GAL enttäuscht über Stadtratsbeschluss, Netzplanung aufzugeben – Andere Städte mutiger

 

"Die Stadt hat mutig und beherzt begonnen, knickt aber nun auf halbem Wege ein." So lautet die Einschätzung der grün-alternativen Stadtratsfraktion (GAL) zum jüngsten Beschluss des Stadtrats in Sachen Mobilfunk. Wie berichtet hat sich der Stadtrat mit großer Mehrheit und nur gegen die Stimmen der GAL von seiner seit April gültigen Position abgewandt, "und sich von den Mobilfunkbetreibern über den Tisch ziehen lassen", wie es die GAL fomuliert.

-----

- [Arbeitsanweisungen]
1: Seit wann galt laut dem Text zum Mobilfunkbeschluss die Position, von der sich der Stadtrat abgewandt hat?
2: Setzen Sie den Text über den Mobilfunkbeschluss des Stadtrats im Anschluss an seinen letzten Satz fort.
Die Datensätze stammen aus einer anderen Quelle.

-----

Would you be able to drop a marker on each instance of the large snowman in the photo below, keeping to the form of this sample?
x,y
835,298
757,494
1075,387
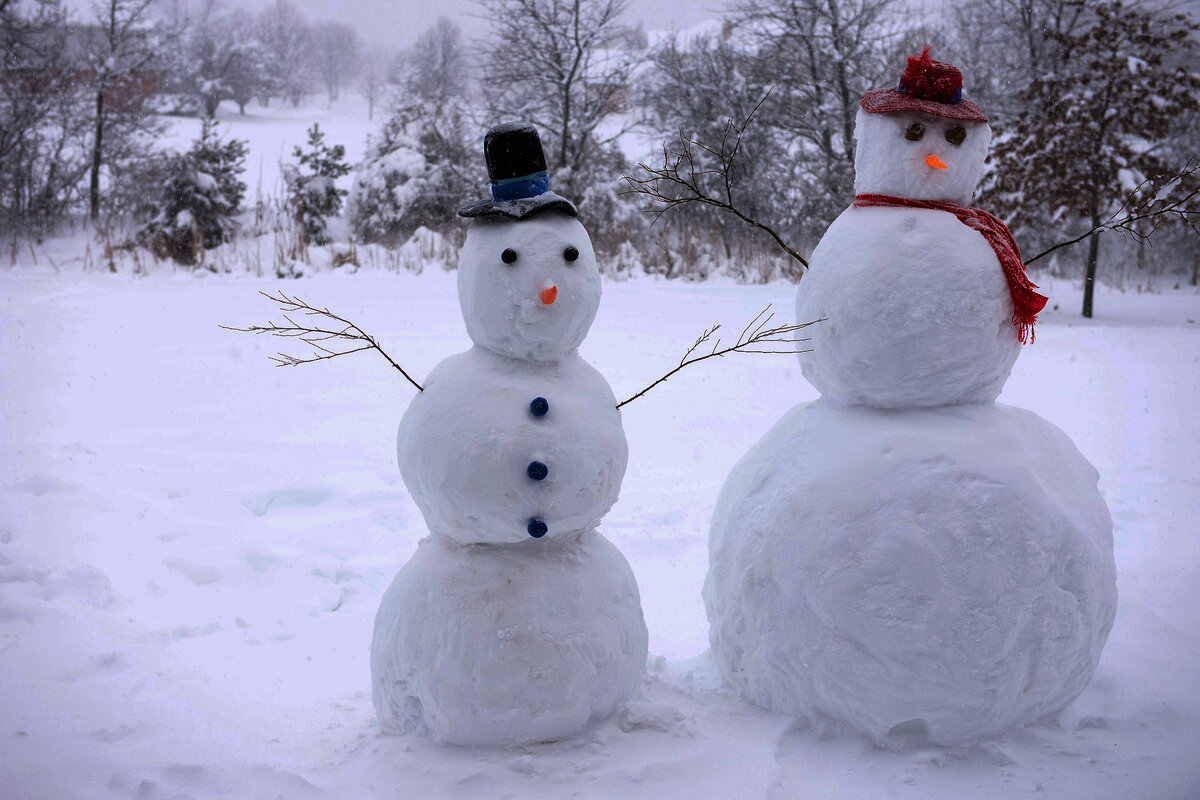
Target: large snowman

-----

- [Lösungen]
1: Seit April.

2:
Im April 2005 hatte der Stadtrat einstimmig beschlossen, für Bamberg einen Netzplan in Auftrag zu geben, um einerseits eine flächendeckende und nach Lesart der Mobilfunkbranche ausreichende Netzversorgung zu gewährleisten, andererseits die Strahlungsbelastung für die Bevölkerung überall zu minimieren. Eine Mitarbeit der in Bamberg aktiven Mobilfunkanbieter (Vodafone, E-plus, T-Mobile und O2) wäre dafür vonnöten.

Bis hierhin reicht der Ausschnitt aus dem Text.